PROVIDED PASSAGE:

--- BEGIN ---

Backup & Monitoring

Data protection and observability are not optional — they are core operational requirements. This chapter covers everything from basic backup commands to a complete disaster-recovery plan and a production monitoring stack for your ScoopJoy deployment.

Bench backup: what gets backed up

The bench backup command creates three files:

File	Contents	Format
`*-database.sql.gz`	Full MariaDB database dump	Compressed SQL
`*-files.tar`	Public files (uploads, images)	Tar archive
`*-private-files.tar`	Private files (attachments, PDFs)	Tar archive

# Basic backup
bench --site scoopjoy.com backup

# Backup with files (recommended)
bench --site scoopjoy.com backup --with-files

# Backup all sites
bench backup-all-sites

# Backup specific site with compression
bench --site scoopjoy.com backup --with-files --compress

Backup files are stored in sites/<site-name>/private/backups/ by default.

Automated backups

Using bench (built-in)

When you run bench setup production, a crontab entry is automatically added that runs backups every 6 hours:

# View the auto-configured backup schedule
crontab -l | grep backup

Custom cron schedule

# Edit crontab for the frappe user
crontab -e

# Backup every 6 hours with files
0 */6 * * * cd ~/frappe-bench && ~/frappe-bench/env/bin/bench --site scoopjoy.com backup --with-files >> ~/frappe-bench/logs/backup.log 2>&1

# Backup all sites at 2 AM daily
0 2 * * * cd ~/frappe-bench && ~/frappe-bench/env/bin/bench backup-all-sites --with-files >> ~/frappe-bench/logs/backup-all.log 2>&1

Offsite backup to S3

Built-in S3 backup configuration

Frappe has built-in support for S3 backups via the S3 Backup Settings DocType. Configure it through the web UI or via bench:

bench --site scoopjoy.com set-config backup_s3_bucket "scoopjoy-erp-backups"
bench --site scoopjoy.com set-config backup_s3_region "us-east-1"
bench --site scoopjoy.com set-config backup_s3_access_key "AKIA..."

--- END ---

PROVIDED INFORMATION:

--- BEGIN ---

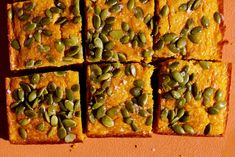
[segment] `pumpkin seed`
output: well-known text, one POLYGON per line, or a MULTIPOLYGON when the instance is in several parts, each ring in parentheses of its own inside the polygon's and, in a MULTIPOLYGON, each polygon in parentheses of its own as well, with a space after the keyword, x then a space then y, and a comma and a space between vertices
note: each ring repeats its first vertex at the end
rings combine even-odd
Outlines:
POLYGON ((142 19, 144 17, 144 12, 143 12, 142 8, 136 7, 134 9, 134 15, 137 19, 142 19))
POLYGON ((204 129, 204 134, 208 135, 211 132, 211 124, 207 124, 205 129, 204 129))
POLYGON ((167 16, 168 14, 169 14, 169 6, 164 5, 162 9, 160 10, 160 15, 163 17, 163 16, 167 16))
POLYGON ((28 134, 24 128, 20 127, 18 131, 19 131, 20 137, 22 139, 24 139, 24 140, 27 139, 28 134))
POLYGON ((223 97, 223 91, 221 89, 218 89, 215 92, 215 100, 216 101, 221 101, 222 97, 223 97))
POLYGON ((214 107, 218 110, 222 110, 226 107, 226 102, 225 101, 217 101, 215 104, 214 104, 214 107))
POLYGON ((101 26, 101 19, 98 15, 93 16, 93 26, 95 29, 99 29, 101 26))
POLYGON ((128 10, 131 11, 134 7, 135 7, 135 0, 129 0, 129 1, 127 2, 127 8, 128 8, 128 10))
POLYGON ((180 125, 175 124, 175 125, 172 126, 172 129, 177 134, 180 134, 180 135, 185 134, 184 129, 180 125))
POLYGON ((219 109, 217 109, 216 107, 209 107, 207 112, 211 115, 215 115, 219 113, 219 109))
POLYGON ((206 16, 203 16, 201 18, 201 24, 202 24, 203 27, 208 28, 209 25, 210 25, 210 21, 206 16))
POLYGON ((220 24, 222 21, 222 16, 219 12, 214 13, 214 20, 217 24, 220 24))
POLYGON ((109 117, 114 117, 115 115, 117 115, 117 113, 118 113, 118 107, 112 107, 106 112, 106 114, 109 117))
POLYGON ((36 126, 36 129, 37 129, 38 131, 44 131, 44 130, 45 130, 45 123, 42 122, 42 123, 38 124, 38 125, 36 126))
POLYGON ((132 130, 135 131, 135 132, 137 132, 137 131, 139 130, 139 128, 138 128, 138 126, 137 126, 137 124, 136 124, 135 121, 132 121, 132 123, 131 123, 131 128, 132 128, 132 130))
POLYGON ((68 135, 65 136, 64 141, 66 143, 73 142, 76 139, 76 135, 69 133, 68 135))
POLYGON ((105 115, 104 117, 102 117, 101 122, 104 126, 110 128, 114 126, 114 121, 112 118, 110 118, 109 116, 105 115))
POLYGON ((11 47, 13 47, 15 50, 20 50, 20 43, 17 39, 14 39, 11 41, 11 47))

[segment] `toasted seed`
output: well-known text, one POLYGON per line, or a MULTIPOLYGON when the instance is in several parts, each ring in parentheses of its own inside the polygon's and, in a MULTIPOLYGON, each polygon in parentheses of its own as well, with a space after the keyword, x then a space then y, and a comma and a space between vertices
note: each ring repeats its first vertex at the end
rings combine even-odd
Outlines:
POLYGON ((204 134, 208 135, 211 132, 211 124, 207 124, 204 129, 204 134))
POLYGON ((209 25, 210 25, 210 21, 206 16, 203 16, 201 18, 201 24, 202 24, 203 27, 208 28, 209 25))
POLYGON ((38 131, 44 131, 44 130, 45 130, 45 123, 42 122, 42 123, 38 124, 38 125, 36 126, 36 129, 37 129, 38 131))
POLYGON ((169 14, 169 6, 164 5, 162 9, 160 10, 160 15, 161 16, 167 16, 169 14))
POLYGON ((130 90, 131 95, 133 95, 134 97, 139 97, 141 95, 141 88, 139 87, 134 87, 130 90))
POLYGON ((109 32, 109 35, 116 40, 120 40, 123 37, 123 31, 122 30, 113 30, 113 31, 109 32))
POLYGON ((218 24, 221 23, 221 21, 222 21, 222 16, 221 16, 221 14, 220 14, 219 12, 215 12, 215 13, 214 13, 214 20, 215 20, 215 22, 218 23, 218 24))
POLYGON ((64 141, 66 143, 73 142, 76 139, 76 135, 69 133, 68 135, 65 136, 64 141))
POLYGON ((167 108, 161 110, 161 119, 162 120, 167 119, 168 113, 169 113, 169 110, 167 108))
POLYGON ((112 107, 106 112, 106 114, 109 117, 114 117, 115 115, 117 115, 117 113, 118 113, 118 107, 112 107))
POLYGON ((137 19, 142 19, 144 17, 144 12, 143 12, 142 8, 136 7, 134 9, 134 15, 137 19))
POLYGON ((147 117, 148 112, 145 111, 144 109, 140 109, 140 110, 139 110, 139 115, 140 115, 141 117, 147 117))
POLYGON ((148 94, 144 93, 138 98, 138 104, 140 106, 146 105, 148 102, 148 94))
POLYGON ((177 133, 177 134, 180 134, 180 135, 185 134, 184 129, 183 129, 180 125, 178 125, 178 124, 173 125, 173 126, 172 126, 172 129, 173 129, 174 132, 177 133))
POLYGON ((137 131, 139 130, 139 128, 138 128, 138 126, 137 126, 137 124, 136 124, 135 121, 132 121, 132 123, 131 123, 131 128, 132 128, 132 130, 135 131, 135 132, 137 132, 137 131))
POLYGON ((24 139, 24 140, 27 139, 28 134, 24 128, 20 127, 18 131, 19 131, 20 137, 22 139, 24 139))
POLYGON ((99 29, 101 26, 101 19, 98 15, 93 16, 93 26, 95 29, 99 29))
POLYGON ((203 68, 203 69, 209 69, 210 68, 210 63, 207 61, 200 61, 199 65, 203 68))
POLYGON ((14 39, 11 41, 11 47, 13 47, 15 50, 20 50, 20 43, 17 39, 14 39))
POLYGON ((164 41, 162 39, 158 40, 158 42, 154 45, 154 50, 161 50, 164 47, 164 41))
POLYGON ((153 122, 153 116, 150 115, 146 118, 145 125, 150 126, 152 125, 152 122, 153 122))
POLYGON ((183 129, 184 129, 184 131, 185 131, 186 133, 188 133, 188 134, 194 134, 194 133, 195 133, 193 127, 190 126, 190 125, 184 124, 184 125, 183 125, 183 129))
POLYGON ((106 113, 106 107, 103 105, 97 109, 96 118, 100 119, 100 118, 104 117, 105 113, 106 113))
POLYGON ((179 11, 187 11, 188 10, 188 5, 187 3, 183 3, 179 6, 178 8, 179 11))
POLYGON ((215 104, 214 104, 214 107, 218 110, 222 110, 226 107, 226 102, 225 101, 217 101, 215 104))
POLYGON ((58 125, 58 118, 57 118, 57 116, 53 115, 51 117, 51 125, 52 126, 57 126, 58 125))
POLYGON ((223 91, 221 89, 218 89, 215 93, 215 100, 221 101, 222 97, 223 97, 223 91))
POLYGON ((219 109, 217 109, 216 107, 209 107, 207 112, 211 115, 215 115, 219 113, 219 109))
POLYGON ((172 90, 171 91, 171 95, 175 98, 175 99, 179 99, 181 97, 181 94, 176 91, 176 90, 172 90))
POLYGON ((114 121, 112 118, 110 118, 109 116, 105 115, 104 117, 102 117, 101 122, 104 126, 110 128, 114 126, 114 121))
POLYGON ((131 11, 135 7, 135 0, 129 0, 127 2, 127 8, 131 11))
POLYGON ((30 119, 22 119, 19 121, 19 124, 21 126, 25 126, 25 125, 28 125, 30 123, 30 121, 31 121, 30 119))

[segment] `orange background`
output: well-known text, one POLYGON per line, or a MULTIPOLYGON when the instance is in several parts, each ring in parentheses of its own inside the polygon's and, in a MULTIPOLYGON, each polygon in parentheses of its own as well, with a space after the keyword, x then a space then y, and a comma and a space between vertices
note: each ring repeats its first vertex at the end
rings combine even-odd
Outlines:
MULTIPOLYGON (((0 157, 235 157, 235 77, 232 73, 230 111, 225 137, 179 137, 156 135, 152 138, 89 138, 78 143, 74 149, 64 145, 11 145, 7 136, 4 103, 4 77, 9 69, 6 36, 6 12, 0 2, 0 157), (4 57, 3 57, 4 56, 4 57)), ((229 44, 224 47, 223 61, 232 62, 235 69, 235 1, 224 0, 225 39, 229 44)))

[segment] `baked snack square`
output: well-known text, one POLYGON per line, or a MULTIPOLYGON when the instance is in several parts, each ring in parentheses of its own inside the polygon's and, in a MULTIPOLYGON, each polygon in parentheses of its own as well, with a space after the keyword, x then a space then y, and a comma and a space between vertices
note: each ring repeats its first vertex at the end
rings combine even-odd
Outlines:
POLYGON ((223 1, 159 0, 153 49, 154 60, 184 58, 221 60, 223 1))
POLYGON ((78 72, 6 78, 6 104, 11 143, 68 143, 84 138, 78 72))
POLYGON ((92 64, 87 67, 87 136, 151 136, 153 66, 92 64))
POLYGON ((79 0, 7 4, 11 70, 83 62, 79 0))
POLYGON ((86 61, 149 63, 154 0, 85 0, 86 61))
POLYGON ((157 133, 224 134, 231 64, 170 60, 161 64, 158 78, 157 133))

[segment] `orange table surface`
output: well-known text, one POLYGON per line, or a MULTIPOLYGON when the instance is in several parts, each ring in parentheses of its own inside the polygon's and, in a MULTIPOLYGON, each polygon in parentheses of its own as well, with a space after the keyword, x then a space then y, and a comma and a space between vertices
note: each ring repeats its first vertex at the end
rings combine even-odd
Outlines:
MULTIPOLYGON (((235 1, 224 0, 226 25, 223 61, 235 69, 235 1)), ((235 157, 235 77, 232 72, 230 111, 224 137, 184 137, 153 134, 152 138, 87 138, 71 148, 62 145, 12 145, 7 137, 4 74, 9 69, 6 12, 0 2, 0 157, 235 157), (4 57, 5 56, 5 57, 4 57)))

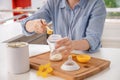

--- END ---

SET PROBLEM: Repeat the passage on backup and monitoring word for word, from "# Backup specific" to "Using bench (built-in)".

RESULT FOR THIS TASK:
# Backup specific site with compression
bench --site scoopjoy.com backup --with-files --compress

Backup files are stored in sites/<site-name>/private/backups/ by default.

Automated backups

Using bench (built-in)